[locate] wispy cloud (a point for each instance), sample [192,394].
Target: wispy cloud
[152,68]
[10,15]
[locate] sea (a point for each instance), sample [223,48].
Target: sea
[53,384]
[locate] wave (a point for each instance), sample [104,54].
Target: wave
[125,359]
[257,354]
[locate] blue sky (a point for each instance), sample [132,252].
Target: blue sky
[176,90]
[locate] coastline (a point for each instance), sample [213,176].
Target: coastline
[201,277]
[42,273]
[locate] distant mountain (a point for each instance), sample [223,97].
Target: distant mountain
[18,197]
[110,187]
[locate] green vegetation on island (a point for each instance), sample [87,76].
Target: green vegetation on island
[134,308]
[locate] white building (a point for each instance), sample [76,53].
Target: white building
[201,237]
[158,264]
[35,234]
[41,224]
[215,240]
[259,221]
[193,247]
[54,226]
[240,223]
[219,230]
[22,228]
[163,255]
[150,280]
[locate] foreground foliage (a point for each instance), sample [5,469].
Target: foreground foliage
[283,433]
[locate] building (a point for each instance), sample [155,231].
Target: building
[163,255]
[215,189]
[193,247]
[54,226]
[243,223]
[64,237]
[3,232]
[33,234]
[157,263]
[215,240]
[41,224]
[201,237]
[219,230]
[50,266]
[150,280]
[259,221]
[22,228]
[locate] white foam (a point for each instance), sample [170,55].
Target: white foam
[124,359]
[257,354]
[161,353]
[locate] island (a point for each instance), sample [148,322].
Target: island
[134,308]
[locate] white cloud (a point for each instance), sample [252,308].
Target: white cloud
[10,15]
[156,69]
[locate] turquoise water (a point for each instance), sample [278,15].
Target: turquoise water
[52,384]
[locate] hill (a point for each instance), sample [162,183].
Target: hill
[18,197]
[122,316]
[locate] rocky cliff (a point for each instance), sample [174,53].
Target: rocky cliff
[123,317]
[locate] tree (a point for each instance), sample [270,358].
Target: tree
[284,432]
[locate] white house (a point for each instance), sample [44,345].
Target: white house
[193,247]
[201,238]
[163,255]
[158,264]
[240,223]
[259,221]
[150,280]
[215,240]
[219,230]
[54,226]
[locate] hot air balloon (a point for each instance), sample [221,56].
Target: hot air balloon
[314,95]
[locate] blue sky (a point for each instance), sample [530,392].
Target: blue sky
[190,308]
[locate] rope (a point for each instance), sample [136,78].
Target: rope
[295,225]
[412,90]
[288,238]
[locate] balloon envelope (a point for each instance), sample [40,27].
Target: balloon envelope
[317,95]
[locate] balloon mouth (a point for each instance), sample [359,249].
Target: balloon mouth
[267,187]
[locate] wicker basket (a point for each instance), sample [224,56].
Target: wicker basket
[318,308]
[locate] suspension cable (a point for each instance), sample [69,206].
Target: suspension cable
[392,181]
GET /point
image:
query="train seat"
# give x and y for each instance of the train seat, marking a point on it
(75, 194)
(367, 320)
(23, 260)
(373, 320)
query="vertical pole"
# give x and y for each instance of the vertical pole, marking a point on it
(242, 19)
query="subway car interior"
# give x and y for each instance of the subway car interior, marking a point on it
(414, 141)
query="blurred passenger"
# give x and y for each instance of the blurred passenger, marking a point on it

● ● ●

The records above must be repeated exactly, every one of them.

[locate] wispy cloud (a point for each instance), sample [192,394].
Target: wispy cloud
[152,68]
[10,15]
[locate] sea (a point for each instance), sample [223,48].
Target: sea
[53,384]
[locate] wave (a point for each instance), sample [104,54].
Target: wave
[125,359]
[257,354]
[locate] blue sky (a point for each instance), sample [132,252].
Target: blue sky
[176,90]
[locate] coastline (a point for each instance), sample [213,176].
Target: coastline
[201,277]
[42,273]
[locate] distant mountain (a point for each instance), sample [223,97].
Target: distant mountain
[18,197]
[110,187]
[locate] green vegetation on island (a point for each instance), sample [87,76].
Target: green vegetation on island
[134,308]
[locate] white building (a point for each instance), sample [76,53].
Target: white building
[201,237]
[158,264]
[35,234]
[41,224]
[215,240]
[259,221]
[193,247]
[54,226]
[240,223]
[219,230]
[22,228]
[163,255]
[150,280]
[locate] foreground foliage (a point for each instance), sample [5,469].
Target: foreground foliage
[283,433]
[locate] building (a point for each instance), sample [155,231].
Target: building
[163,255]
[215,189]
[193,247]
[54,226]
[243,223]
[64,237]
[3,232]
[33,234]
[157,263]
[215,240]
[41,224]
[201,237]
[219,230]
[50,266]
[150,280]
[259,221]
[22,228]
[locate] white foam (a point for each instance), sample [170,55].
Target: white foam
[124,359]
[257,354]
[161,353]
[locate] island (a point for each instance), sample [148,322].
Target: island
[134,308]
[locate] white cloud (a point for each instance), sample [252,308].
Target: white cloud
[10,15]
[156,69]
[locate] turquoise water (a point for each instance), sample [278,15].
Target: turquoise water
[52,384]
[locate] hill (a point for each instance), sample [162,183].
Target: hill
[18,197]
[122,316]
[locate] rocky cliff (a point for each instance), sample [174,53].
Target: rocky cliff
[123,317]
[locate] tree (a point for each instance), sample [270,358].
Target: tree
[284,432]
[locate] white house (a point for each instance), sample [44,345].
Target: white house
[193,247]
[201,238]
[163,255]
[158,264]
[240,223]
[259,221]
[150,280]
[215,240]
[219,230]
[54,226]
[locate] hot air balloon (a point for each instance), sample [221,56].
Target: hot air balloon
[314,95]
[locate] blue sky (a point for each instance), sample [530,392].
Target: blue sky
[190,308]
[locate] rope (a point for each instance), sample [136,78].
Target: rope
[295,225]
[412,90]
[288,238]
[locate] balloon envelope (a point for each instance), sample [40,27].
Target: balloon envelope
[317,95]
[locate] balloon mouth (a point for each instance), sample [359,249].
Target: balloon mouth
[267,187]
[locate] wicker basket (a point for each instance), sample [224,56].
Target: wicker basket
[318,308]
[locate] suspension cable (a point for each instance), sample [69,206].
Target: suspension cable
[392,181]
GET /point
image:
query="train seat"
# give x and y for each instance of the train seat, marking a point on it
(75, 194)
(367, 320)
(23, 260)
(373, 320)
query="vertical pole"
# give x and y for each instance of the vertical pole, marking a point on it
(242, 19)
query="subway car interior"
# give x and y for each instance of the subway car interior, marking a point on it
(414, 141)
query="blurred passenger"
# give x and y for each instance of the blurred passenger, marking a point on it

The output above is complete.